*** STORED ROWS

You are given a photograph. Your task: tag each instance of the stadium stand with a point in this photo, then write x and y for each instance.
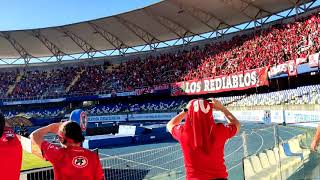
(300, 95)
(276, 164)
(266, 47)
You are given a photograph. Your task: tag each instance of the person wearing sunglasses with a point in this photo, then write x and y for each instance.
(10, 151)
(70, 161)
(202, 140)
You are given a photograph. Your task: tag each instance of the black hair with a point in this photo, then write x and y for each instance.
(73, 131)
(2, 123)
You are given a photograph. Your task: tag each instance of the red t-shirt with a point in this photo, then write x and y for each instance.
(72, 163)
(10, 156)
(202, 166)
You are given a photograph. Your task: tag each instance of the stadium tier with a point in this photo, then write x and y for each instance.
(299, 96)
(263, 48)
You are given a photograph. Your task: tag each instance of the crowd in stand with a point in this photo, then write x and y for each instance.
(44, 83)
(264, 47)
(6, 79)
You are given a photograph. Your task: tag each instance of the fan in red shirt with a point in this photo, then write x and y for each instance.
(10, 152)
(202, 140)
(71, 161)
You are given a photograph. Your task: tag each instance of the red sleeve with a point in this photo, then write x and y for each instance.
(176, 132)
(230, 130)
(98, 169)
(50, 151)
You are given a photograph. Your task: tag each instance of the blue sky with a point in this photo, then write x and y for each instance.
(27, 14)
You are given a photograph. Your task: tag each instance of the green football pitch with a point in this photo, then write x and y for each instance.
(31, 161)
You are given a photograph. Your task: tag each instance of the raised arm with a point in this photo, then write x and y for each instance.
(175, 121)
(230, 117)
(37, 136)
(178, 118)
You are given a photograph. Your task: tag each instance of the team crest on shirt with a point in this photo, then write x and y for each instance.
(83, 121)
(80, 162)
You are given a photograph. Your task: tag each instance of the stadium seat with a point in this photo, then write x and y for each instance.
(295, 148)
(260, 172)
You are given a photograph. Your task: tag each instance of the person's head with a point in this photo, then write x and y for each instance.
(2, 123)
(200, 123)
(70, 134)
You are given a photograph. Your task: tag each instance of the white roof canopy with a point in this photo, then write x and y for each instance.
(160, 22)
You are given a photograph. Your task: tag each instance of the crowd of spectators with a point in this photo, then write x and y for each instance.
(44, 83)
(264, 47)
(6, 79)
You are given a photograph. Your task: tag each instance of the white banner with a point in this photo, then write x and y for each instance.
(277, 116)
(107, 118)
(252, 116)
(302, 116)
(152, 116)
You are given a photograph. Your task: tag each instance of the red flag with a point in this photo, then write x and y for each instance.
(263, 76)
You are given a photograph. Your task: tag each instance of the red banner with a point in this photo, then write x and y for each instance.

******
*** STORED ROWS

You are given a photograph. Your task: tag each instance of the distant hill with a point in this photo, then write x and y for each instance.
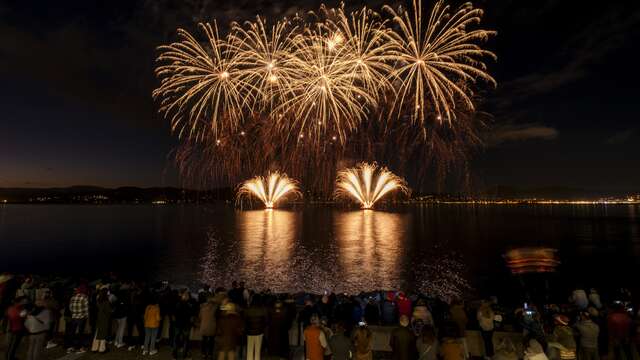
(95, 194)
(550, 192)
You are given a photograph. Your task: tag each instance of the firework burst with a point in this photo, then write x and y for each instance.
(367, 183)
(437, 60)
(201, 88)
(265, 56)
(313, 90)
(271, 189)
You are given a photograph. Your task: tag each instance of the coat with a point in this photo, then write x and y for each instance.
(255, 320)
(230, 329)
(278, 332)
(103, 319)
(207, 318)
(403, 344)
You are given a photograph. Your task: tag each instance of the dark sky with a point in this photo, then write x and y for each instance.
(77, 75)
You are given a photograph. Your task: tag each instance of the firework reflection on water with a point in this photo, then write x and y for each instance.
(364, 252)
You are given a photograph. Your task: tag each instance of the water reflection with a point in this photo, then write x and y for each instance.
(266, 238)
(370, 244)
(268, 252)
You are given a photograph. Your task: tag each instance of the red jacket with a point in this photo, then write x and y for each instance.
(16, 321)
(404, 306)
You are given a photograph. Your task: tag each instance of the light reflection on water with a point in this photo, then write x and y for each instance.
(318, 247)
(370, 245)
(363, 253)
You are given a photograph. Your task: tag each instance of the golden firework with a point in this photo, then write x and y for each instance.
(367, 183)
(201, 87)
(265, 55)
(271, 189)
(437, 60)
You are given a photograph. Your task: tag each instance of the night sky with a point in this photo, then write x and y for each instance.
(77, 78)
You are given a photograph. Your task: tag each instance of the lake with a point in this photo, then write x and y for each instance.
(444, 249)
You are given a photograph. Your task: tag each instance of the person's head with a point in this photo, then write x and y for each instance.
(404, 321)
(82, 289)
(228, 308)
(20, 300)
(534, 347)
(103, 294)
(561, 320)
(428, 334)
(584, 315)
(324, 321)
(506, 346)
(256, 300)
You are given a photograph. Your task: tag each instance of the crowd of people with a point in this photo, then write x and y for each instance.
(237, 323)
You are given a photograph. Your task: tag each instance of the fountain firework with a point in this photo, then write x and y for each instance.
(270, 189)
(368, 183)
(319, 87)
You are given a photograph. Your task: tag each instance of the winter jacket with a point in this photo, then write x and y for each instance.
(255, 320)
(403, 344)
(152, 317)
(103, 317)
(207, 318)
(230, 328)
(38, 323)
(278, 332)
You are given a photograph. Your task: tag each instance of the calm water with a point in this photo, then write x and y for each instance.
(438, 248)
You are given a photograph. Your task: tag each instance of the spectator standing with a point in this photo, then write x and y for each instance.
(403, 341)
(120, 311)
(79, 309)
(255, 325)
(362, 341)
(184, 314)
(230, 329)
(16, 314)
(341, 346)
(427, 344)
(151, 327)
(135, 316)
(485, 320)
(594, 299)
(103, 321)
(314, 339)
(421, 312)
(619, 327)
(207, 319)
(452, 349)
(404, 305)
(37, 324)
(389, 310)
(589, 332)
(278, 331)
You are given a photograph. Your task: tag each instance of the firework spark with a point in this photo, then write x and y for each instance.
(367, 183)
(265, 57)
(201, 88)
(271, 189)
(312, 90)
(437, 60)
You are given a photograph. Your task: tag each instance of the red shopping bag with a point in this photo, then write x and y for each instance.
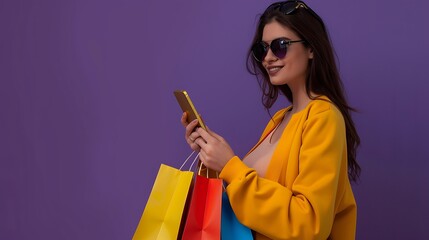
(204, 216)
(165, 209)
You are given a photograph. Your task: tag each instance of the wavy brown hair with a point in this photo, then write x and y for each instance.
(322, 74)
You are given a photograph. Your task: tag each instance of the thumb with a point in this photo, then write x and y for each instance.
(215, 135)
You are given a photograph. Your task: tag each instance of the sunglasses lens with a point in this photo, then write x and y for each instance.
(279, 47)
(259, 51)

******
*** STORED ROWS

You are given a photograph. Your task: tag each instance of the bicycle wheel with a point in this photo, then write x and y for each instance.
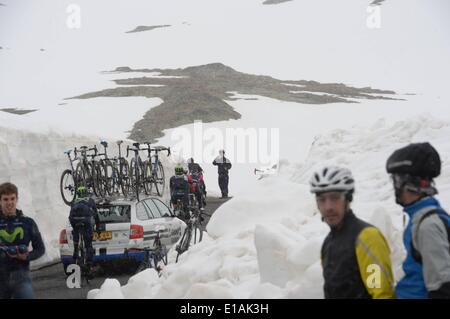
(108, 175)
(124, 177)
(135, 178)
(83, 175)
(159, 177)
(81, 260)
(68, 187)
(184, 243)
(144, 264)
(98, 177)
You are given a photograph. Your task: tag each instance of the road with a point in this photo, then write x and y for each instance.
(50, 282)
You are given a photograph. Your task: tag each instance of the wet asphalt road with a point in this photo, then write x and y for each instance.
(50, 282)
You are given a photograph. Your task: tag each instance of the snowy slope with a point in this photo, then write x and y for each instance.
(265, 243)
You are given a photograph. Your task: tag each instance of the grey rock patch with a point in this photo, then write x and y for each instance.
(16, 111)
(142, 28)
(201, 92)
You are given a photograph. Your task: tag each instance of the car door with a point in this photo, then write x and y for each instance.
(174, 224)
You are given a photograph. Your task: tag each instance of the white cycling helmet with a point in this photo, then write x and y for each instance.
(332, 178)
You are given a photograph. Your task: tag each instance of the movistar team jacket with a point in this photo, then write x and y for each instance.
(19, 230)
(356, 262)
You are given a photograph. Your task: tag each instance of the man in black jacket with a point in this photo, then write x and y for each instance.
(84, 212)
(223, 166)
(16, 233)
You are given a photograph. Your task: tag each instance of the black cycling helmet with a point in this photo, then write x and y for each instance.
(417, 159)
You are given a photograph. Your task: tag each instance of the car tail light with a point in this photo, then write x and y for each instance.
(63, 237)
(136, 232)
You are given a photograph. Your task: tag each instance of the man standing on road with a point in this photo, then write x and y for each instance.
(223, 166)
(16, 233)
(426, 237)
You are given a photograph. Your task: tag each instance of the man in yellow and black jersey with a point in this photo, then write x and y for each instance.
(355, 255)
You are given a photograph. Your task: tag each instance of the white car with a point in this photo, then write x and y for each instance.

******

WRITTEN TASK: Return each line of the entries above that contains the word "jacket", where a match must have the same case.

SOLUTION TO THIS TASK:
You are given a photograph. Your task: tag each instance of the red jacket with a point in this photo, then write x and y for each instance.
You are given a photograph. Your task: tag each instance of the winter jacket with a point in this photo, then write x and y for each instance.
You are given a photograph. Your task: tag each instance of the movistar team jacket with a point in this photo, then write x and y for each instance.
You are given a photograph. Your task: tag each instance of the man in black jacket with a point in this photo, then write x and y for each instance.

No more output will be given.